_Exercise_
Please return each line of the listing below that contains the word "flower", copying every such line unchanged.

_Data shown_
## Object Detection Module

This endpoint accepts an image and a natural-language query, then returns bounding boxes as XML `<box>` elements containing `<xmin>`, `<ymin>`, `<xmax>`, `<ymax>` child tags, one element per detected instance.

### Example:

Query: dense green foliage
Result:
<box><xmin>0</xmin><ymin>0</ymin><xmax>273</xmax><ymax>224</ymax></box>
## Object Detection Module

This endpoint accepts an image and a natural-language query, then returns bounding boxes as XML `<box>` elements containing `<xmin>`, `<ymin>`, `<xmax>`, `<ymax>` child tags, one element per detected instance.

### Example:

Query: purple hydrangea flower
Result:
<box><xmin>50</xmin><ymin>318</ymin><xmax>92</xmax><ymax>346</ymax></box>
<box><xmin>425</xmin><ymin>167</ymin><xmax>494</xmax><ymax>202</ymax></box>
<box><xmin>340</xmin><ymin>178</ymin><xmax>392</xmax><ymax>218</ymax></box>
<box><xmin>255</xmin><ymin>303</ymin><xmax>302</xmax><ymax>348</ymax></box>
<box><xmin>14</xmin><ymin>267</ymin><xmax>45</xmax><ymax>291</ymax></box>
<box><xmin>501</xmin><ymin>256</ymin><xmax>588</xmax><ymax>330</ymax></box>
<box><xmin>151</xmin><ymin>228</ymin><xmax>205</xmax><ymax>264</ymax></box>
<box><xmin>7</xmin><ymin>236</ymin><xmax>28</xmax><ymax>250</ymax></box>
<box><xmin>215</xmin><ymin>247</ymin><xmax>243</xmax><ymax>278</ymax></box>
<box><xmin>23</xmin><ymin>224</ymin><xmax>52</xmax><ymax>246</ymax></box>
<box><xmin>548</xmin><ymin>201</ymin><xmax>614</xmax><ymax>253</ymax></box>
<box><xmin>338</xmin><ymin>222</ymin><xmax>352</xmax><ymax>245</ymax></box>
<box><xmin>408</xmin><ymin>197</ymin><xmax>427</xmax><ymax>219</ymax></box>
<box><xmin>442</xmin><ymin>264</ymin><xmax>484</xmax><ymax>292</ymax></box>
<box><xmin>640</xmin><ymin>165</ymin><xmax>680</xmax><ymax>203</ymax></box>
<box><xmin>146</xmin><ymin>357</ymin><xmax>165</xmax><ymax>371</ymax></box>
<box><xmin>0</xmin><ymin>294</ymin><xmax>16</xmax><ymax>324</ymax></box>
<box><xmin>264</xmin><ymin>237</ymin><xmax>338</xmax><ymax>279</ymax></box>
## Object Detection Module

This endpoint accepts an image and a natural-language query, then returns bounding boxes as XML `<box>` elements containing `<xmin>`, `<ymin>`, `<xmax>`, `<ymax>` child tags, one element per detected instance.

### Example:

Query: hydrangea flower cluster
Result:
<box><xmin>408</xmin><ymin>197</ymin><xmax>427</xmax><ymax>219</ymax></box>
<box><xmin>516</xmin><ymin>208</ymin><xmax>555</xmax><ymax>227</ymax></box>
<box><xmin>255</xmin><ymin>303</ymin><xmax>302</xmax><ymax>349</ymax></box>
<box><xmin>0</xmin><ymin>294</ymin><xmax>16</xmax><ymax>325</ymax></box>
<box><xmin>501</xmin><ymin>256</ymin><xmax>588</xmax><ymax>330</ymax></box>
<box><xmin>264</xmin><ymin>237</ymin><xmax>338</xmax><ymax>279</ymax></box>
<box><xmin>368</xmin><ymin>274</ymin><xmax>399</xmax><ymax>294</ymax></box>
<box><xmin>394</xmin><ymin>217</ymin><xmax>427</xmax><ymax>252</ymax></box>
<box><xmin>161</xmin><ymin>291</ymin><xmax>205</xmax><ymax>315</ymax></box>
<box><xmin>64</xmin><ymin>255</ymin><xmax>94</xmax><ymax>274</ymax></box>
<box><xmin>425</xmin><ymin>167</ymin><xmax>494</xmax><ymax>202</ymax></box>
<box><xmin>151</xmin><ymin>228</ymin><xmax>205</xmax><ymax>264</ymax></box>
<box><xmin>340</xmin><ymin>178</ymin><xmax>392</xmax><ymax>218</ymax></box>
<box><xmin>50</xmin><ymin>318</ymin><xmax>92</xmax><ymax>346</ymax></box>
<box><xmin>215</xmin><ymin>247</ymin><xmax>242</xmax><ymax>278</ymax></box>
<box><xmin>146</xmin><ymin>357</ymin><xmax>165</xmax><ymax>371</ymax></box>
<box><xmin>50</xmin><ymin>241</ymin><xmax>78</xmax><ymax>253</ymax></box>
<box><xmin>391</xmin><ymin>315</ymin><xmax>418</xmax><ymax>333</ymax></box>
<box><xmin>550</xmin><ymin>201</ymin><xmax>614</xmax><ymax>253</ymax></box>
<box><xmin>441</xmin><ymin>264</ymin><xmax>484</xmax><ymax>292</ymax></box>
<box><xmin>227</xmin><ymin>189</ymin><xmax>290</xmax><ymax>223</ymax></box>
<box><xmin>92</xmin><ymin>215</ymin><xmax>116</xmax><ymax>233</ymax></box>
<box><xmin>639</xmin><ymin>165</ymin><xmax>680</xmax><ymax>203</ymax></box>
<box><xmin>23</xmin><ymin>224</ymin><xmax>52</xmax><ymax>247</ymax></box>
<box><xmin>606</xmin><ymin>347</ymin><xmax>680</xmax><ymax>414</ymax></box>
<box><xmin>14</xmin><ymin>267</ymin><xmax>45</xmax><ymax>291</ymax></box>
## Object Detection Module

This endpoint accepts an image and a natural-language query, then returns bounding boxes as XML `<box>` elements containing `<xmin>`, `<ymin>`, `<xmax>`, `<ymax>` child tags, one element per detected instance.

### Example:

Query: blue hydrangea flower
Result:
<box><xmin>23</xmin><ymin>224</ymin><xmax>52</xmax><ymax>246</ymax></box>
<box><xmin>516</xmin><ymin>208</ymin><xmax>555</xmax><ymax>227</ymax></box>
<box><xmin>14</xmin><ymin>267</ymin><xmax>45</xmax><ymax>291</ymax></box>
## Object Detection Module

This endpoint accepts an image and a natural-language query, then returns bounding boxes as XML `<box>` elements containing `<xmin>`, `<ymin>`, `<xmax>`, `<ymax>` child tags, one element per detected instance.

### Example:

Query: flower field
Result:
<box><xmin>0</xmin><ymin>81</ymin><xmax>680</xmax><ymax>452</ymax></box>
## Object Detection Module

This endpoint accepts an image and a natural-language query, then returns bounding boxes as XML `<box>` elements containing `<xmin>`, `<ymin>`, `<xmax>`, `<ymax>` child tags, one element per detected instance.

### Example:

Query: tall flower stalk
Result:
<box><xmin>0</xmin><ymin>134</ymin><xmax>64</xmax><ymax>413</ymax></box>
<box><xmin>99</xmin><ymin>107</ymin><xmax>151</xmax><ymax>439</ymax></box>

_Exercise solution_
Query: purple hydrangea flower
Query: hydrangea flower cluster
Query: blue hydrangea flower
Query: flower field
Query: tall flower stalk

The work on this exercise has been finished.